▸ Job 1
Can you rewrite the records, starting with the line containing "Each instance of the white" and going on through the end of the records, replacing "player's ear" with "player's helmet" and leaving everything else unchanged?
─── Extracted text
A stronger authorial voice would have strengthened this book considerably.



Indomitable women, trapped in war.

In this troubling history of four American women caught in the Philippines during World War II, historian Kaminski (History/Univ. of Wisconsin-Stevens Point; Citizen of Empire: Ethel Thomas Herold, an American in the Philippines, 2011, etc.) presents her subjects as daring, selfless, determined, and astonishingly brave. Each aided the guerrilla movement, sent food and supplies to prisoners of war, and risked their lives. The author focuses most intensively on two: Peggy Utinsky, a nurse who arrived in Manila in the 1920s, was widowed when her husband died of influenza, and in 1934 married an Army lieutenant. Claire Phillips came in 1938, looking for adventure and a career in show business. She soon met a handsome Filipino who worked as a ship’s steward, and after a brief courtship, they married. When that marriage unraveled, Claire sailed to America, only to return in 1941, when she met Pvt. John Phillips, whom she thereafter claimed was her husband. Drawing on Claire’s and Peggy’s memoirs, Claire’s FBI files, and published and unpublished memoirs of POWs and military personnel, Kaminski paints a vivid picture of the horrors of the Japanese occupation: the Bataan Death March, epidemics of malaria and dysentery, widespread beriberi and pellagra. She details Claire’s part in an underground movement, based in a nightclub she opened; Peggy established an organization called Miss U that provided prisoner relief. Both women were eventually arrested, and the author relates the torture, beatings, and starvation they suffered. But did they? Co-workers disputed their accounts: Peggy was not tortured for a month, emerging half-dead, but was questioned for only a few days and bore no bruises; Claire exaggerated her wartime work to outlandish proportions. Kaminski blames PTSD for Claire’s deception and possible alcoholism for Peggy’s, but some readers may wonder what in the narrative is verifiable history. Furthermore, the author frequently changes tenses, even midsentence, which makes for jarring reading.
──────
▸ Job 2
According to the book review, what organization did Peggy Utinsky establish?
─── Extracted information
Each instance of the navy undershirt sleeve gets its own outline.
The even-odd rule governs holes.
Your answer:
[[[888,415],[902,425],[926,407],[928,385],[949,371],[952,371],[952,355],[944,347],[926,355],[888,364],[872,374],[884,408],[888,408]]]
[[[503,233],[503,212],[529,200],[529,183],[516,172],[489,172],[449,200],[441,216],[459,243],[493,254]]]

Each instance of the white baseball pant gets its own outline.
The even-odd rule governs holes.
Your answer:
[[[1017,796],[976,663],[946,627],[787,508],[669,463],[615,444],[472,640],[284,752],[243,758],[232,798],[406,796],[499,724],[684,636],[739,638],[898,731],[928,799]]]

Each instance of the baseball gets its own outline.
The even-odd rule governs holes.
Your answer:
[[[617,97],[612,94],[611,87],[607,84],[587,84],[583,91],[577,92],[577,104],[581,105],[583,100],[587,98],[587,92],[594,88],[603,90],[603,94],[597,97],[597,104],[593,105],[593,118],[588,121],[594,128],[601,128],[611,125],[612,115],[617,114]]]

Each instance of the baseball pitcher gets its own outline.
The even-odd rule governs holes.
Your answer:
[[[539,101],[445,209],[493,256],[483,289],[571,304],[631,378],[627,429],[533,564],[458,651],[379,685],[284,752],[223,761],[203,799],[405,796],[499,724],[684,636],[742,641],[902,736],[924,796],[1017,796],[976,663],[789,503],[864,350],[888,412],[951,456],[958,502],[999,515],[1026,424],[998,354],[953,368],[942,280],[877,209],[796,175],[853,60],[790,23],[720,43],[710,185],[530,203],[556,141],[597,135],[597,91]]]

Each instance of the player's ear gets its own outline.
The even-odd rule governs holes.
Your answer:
──────
▸ Task response 1
Each instance of the white baseball pant gets its own outline.
The even-odd rule governs holes.
Your answer:
[[[1017,796],[976,663],[946,627],[787,508],[669,463],[615,444],[472,640],[284,752],[243,758],[232,798],[406,796],[499,724],[684,636],[739,638],[898,731],[928,799]]]

Each instance of the baseball gets its own outline.
The even-odd rule governs holes.
Your answer:
[[[617,97],[612,94],[611,87],[607,84],[587,84],[583,91],[577,92],[577,104],[581,105],[583,100],[587,98],[587,92],[594,88],[603,90],[603,94],[597,97],[597,104],[593,105],[593,118],[588,121],[594,128],[601,128],[611,125],[612,115],[617,114]]]

Each instance of the baseball pitcher gets its own outline.
The even-odd rule governs holes.
Your answer:
[[[539,101],[445,209],[493,256],[483,289],[571,304],[631,378],[627,429],[533,564],[458,651],[379,685],[284,752],[223,761],[203,799],[405,796],[499,724],[684,636],[742,641],[902,736],[924,796],[1017,796],[976,663],[789,503],[864,350],[888,412],[951,456],[958,502],[999,515],[1026,424],[998,354],[953,368],[942,280],[877,209],[796,175],[853,60],[790,23],[720,43],[710,185],[530,203],[556,141],[597,135],[597,91]]]

Each instance of the player's helmet gets its own outline.
The even-odd rule governs holes.
Your answer:

▸ Task response 2
An organization called Miss U, which provided prisoner relief.